- **Selection**
The Suggest a visual dialog box appears to the right of the Table.

2. Click the Add Data box in the Columns section underneath the Suggestions box of the Build
3. In the Data popup to the left of the Build tab, select Customer> Customer ID as shown in Illustration 8.

Illustration 8:  Select Customer ID to Add to the Table …

The Table is now in place, with Customer ID as the leftmost column, as a later destination for the calculations we assemble. Let’s add a little formatting here, before we appoint the respective DAX calculations to their new homes.

4. Right-click into the vacant space of the Table.
5. Select Format from the context menu that appears.

The Format settings appear to the far right, as depicted in Illustration 9.

Illustration 9:  The Expanded Format Settings

6. Click the carat (“>” ) symbol to the left of the Values tab, within the Format settings we have opened, then click the carat to the left of the Values tab that appears underneath it, to open the Visual Values properties settings.
7. Within the top setting in the list that appears, select Font, leave the setting at Sego UI, and increase the size to “11.”

Illustration 10:  Exposing the Visual Values Settings …

8. Click the carat (“>” ) symbol to the left of the upper Values tab, once again, to collapse the Values section within the Format settings we have opened.
9. Click the carat (“>” ) symbol to the left of the upper Grid
10. Click each of the carat (“>” ) symbols to the left of each of the Horizontal and Vertical gridlines.
11. Turn “On” both Horizontal and Vertical gridlines, as shown.
12. Set the Color of each of the two settings to Black.
13. Ensure a Width of “1” for each.

Illustration 11: Turn On and Set the Horizontal and Vertical Gridlines …

14. Click each of the carat (“>” ) symbols to the left of each of the Horizontal and Vertical gridlines to close them.

[Raw records]

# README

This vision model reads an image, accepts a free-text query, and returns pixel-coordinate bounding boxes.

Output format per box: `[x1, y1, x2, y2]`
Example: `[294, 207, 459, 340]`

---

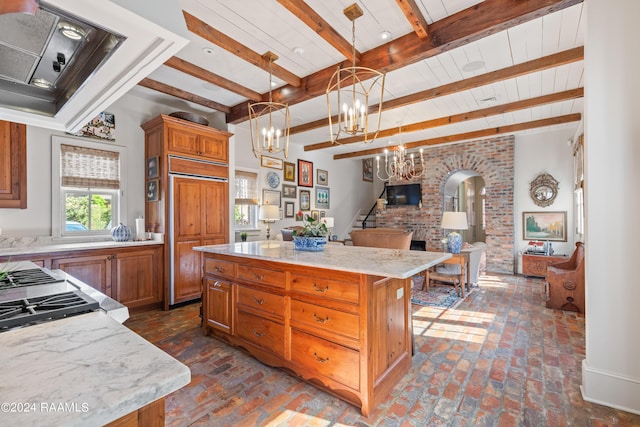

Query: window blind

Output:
[235, 170, 258, 205]
[60, 144, 120, 189]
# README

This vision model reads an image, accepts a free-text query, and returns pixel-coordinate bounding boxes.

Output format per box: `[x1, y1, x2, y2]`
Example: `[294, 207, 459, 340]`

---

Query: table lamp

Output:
[441, 212, 469, 254]
[258, 205, 280, 240]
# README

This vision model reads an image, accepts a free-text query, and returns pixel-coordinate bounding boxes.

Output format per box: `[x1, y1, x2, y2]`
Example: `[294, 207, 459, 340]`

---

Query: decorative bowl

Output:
[293, 236, 327, 252]
[169, 111, 209, 126]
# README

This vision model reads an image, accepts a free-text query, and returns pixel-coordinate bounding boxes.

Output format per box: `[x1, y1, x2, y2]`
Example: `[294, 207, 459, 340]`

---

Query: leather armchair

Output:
[349, 227, 413, 250]
[547, 242, 585, 314]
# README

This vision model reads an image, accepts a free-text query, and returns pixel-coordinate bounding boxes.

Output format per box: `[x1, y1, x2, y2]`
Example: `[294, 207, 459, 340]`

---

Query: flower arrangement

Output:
[292, 212, 329, 237]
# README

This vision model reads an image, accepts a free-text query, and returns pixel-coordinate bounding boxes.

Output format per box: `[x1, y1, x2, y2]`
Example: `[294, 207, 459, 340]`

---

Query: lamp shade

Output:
[258, 205, 280, 221]
[320, 216, 333, 228]
[441, 212, 469, 230]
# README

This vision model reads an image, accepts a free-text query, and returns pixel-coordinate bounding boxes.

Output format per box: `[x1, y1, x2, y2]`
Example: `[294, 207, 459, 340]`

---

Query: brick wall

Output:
[376, 136, 515, 273]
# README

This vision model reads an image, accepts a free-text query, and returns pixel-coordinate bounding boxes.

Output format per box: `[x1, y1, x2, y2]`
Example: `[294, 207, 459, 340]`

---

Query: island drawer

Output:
[204, 258, 235, 279]
[236, 311, 284, 357]
[237, 286, 285, 318]
[291, 274, 360, 304]
[291, 299, 360, 346]
[291, 328, 360, 390]
[238, 265, 286, 289]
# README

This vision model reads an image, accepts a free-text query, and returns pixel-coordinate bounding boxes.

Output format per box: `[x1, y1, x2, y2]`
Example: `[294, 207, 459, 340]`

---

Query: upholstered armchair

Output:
[547, 242, 585, 314]
[425, 242, 487, 297]
[349, 227, 413, 250]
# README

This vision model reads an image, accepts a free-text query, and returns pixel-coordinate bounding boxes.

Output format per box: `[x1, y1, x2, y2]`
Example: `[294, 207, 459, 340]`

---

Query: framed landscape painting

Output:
[522, 211, 567, 242]
[298, 159, 313, 187]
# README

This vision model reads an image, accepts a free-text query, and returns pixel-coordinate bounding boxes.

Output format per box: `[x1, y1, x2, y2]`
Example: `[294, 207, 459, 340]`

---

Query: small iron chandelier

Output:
[249, 52, 289, 159]
[327, 3, 385, 144]
[376, 122, 424, 182]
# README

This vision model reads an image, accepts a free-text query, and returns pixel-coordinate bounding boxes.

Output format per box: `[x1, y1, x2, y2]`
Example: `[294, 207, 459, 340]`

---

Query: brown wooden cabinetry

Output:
[142, 115, 231, 308]
[0, 120, 27, 209]
[522, 253, 569, 277]
[0, 244, 164, 309]
[203, 252, 412, 416]
[51, 253, 113, 296]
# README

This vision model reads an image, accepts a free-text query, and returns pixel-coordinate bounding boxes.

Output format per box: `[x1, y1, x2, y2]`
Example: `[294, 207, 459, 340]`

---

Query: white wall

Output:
[0, 88, 224, 237]
[513, 129, 575, 273]
[582, 0, 640, 414]
[230, 127, 373, 239]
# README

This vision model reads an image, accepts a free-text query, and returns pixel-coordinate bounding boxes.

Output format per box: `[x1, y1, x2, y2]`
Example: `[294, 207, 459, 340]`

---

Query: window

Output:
[233, 170, 258, 229]
[52, 136, 124, 237]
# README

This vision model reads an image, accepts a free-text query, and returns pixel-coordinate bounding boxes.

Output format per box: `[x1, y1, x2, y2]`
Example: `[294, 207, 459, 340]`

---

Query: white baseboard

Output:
[580, 359, 640, 415]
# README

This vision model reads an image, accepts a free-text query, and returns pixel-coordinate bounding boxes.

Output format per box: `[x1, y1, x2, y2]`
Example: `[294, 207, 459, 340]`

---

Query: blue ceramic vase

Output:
[293, 236, 327, 252]
[447, 231, 462, 254]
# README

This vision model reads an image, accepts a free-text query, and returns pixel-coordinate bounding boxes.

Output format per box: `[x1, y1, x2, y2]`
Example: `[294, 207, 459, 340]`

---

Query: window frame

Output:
[51, 135, 127, 240]
[233, 168, 260, 231]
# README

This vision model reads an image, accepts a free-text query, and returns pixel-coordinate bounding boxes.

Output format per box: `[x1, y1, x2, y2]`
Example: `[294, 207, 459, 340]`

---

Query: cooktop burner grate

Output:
[0, 291, 100, 331]
[0, 268, 65, 290]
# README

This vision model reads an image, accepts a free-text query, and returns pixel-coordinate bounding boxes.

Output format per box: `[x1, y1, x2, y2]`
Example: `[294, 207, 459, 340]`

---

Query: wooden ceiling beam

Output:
[304, 88, 584, 151]
[228, 0, 583, 123]
[138, 78, 231, 114]
[182, 10, 302, 88]
[164, 56, 262, 102]
[333, 113, 582, 160]
[396, 0, 429, 39]
[278, 0, 360, 62]
[289, 46, 584, 141]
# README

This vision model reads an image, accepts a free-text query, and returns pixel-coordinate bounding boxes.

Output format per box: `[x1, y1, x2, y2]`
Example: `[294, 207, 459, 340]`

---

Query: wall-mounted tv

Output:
[387, 183, 422, 206]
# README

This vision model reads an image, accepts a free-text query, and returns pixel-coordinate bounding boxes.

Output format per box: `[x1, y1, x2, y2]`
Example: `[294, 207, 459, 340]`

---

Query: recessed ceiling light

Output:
[58, 21, 86, 40]
[31, 78, 53, 89]
[462, 60, 486, 72]
[380, 30, 391, 40]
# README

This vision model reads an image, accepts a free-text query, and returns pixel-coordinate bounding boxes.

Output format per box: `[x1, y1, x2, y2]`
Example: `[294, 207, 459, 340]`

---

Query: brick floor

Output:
[125, 275, 640, 427]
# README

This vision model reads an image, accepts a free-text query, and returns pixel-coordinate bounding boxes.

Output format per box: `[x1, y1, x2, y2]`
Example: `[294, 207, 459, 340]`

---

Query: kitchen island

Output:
[194, 241, 451, 416]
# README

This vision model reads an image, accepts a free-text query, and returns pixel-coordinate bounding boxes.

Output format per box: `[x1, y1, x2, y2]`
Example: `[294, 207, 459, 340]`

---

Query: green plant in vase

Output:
[292, 215, 329, 252]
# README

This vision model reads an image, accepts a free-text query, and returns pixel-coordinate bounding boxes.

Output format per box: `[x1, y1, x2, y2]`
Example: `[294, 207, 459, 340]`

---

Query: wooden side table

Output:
[522, 253, 569, 277]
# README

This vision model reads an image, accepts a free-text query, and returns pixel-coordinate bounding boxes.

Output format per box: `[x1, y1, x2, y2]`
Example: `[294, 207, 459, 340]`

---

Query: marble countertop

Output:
[193, 240, 451, 279]
[0, 239, 163, 256]
[0, 311, 191, 427]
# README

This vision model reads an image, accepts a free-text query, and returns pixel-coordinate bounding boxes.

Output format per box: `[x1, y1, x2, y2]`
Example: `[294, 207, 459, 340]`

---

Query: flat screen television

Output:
[387, 183, 422, 206]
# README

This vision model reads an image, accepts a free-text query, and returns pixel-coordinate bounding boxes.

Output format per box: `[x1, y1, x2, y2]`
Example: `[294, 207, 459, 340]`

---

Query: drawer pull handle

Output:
[313, 283, 329, 293]
[313, 313, 329, 323]
[313, 351, 329, 363]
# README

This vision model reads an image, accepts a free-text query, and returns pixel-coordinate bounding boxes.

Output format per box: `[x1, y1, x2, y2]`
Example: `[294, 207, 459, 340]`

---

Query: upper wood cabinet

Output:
[142, 114, 231, 164]
[0, 120, 27, 209]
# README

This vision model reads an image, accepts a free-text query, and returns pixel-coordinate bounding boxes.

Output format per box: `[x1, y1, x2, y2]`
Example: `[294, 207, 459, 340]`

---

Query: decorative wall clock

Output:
[529, 173, 558, 207]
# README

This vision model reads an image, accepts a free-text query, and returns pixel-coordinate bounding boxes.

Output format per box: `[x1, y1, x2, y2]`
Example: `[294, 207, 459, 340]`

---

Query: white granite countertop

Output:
[0, 311, 191, 427]
[0, 239, 163, 256]
[193, 240, 451, 279]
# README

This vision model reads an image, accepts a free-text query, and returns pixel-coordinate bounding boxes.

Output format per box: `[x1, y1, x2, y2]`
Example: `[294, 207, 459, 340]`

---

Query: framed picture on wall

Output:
[282, 184, 298, 199]
[522, 211, 567, 242]
[362, 157, 373, 182]
[298, 159, 313, 187]
[300, 190, 311, 211]
[262, 190, 282, 208]
[284, 202, 295, 218]
[284, 162, 296, 182]
[316, 169, 329, 185]
[316, 187, 330, 209]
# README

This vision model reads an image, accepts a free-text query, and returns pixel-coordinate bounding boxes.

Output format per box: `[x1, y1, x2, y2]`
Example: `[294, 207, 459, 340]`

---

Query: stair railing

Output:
[362, 183, 387, 229]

- **Short problem 1**
In the table-formatting walkthrough, what color are the horizontal and vertical gridlines set to?
- **Short problem 2**
Proceed with the table-formatting walkthrough, picking up after its final step.
The listing has no connection to the table-formatting walkthrough.

- **Exercise response 1**
Black.

- **Exercise response 2**
15. Click the carat (“>” ) symbol to the left of the upper Grid tab, once again, to close the Grid

Having created a simple Table to present the results of our work in this Level, we are ready to proceed to the creation of columns to illustrate the operation of the selected DAX functions in a side-by-side setting.  Our next focus will be to put the “Text: Extract and Modify” functions to work, using a string of text, Customer ID, that we have selected as the basis for our examination of the use of the following DAX functions:

• LEFT()
• RIGHT()
• MID()
• REPLACE()
• SUBSTITUTE()

To this end, we’ll devote an “explore and practice” subsection to each function, within which we examine the operational details behind individual members of the “Text: Extract and Modify” group. Then, within each respective subsection, we will undertake a quick, hands-on Power BI walkthrough for the respective function, as we put it to use in the table we have created.

Let’s position ourselves, at this point, to create calculations to demonstrate the operation of the DAX “Text: Extract and Modify” functions.

16. Click the top right “Data” icon to open the Data selection pane, as shown in Illustration 12.

17. Click the carat (“>”) to the left of the Customer table entry, to expose the columns therein, as depicted in Illustration 13.

Illustration 13: Customer Table Columns

From here we will be adding one calculation per function member of the “Text: Extract and Modify” group.

One-on-One with the DAX Text: Extract & Modify Functions

Let’s get started with the LEFT() function, and perform the same series of steps for each thereafter.

The LEFT() Function

Purpose: To extract a specified number of characters from the beginning (left side) of a text string.

 DAX Syntax

LEFT(<text>, <num_chars>)

<text> - The string containing the characters we wish to extract, or a reference to a column containing text

<num_chars> - OPTIONAL  The number of characters targeted for extraction from the left (or start) side of the string.  (default value is 1, and must be a positive integer)

Return Value: The requested number of characters from the start / left of a text string.

Further Remarks and Considerations – LEFT()

• DAX LEFT() works with Unicode, simultaneously storing all characters as the same length. (A single
• The DAX LEFT() function is not supported for use in DirectQuery mode within row-level security (RLS) rules or within calculated columns.

The LEFT() Function in Action

 Returning to the sample Power BI model that we began to prepare above, let’s create a calculation that gives us desired output to meet a sample business need.

LEFT(): The Business Need 

The business need at hand involves a “reduction” of the CustomerID: That is, we have a need to limit the existing CustomerID to the first seven characters only, to meet a client need. The client will use this new character set as a subgrouping key upon which they will perform analysis of various sorts.

Meeting the Business Need with LEFT()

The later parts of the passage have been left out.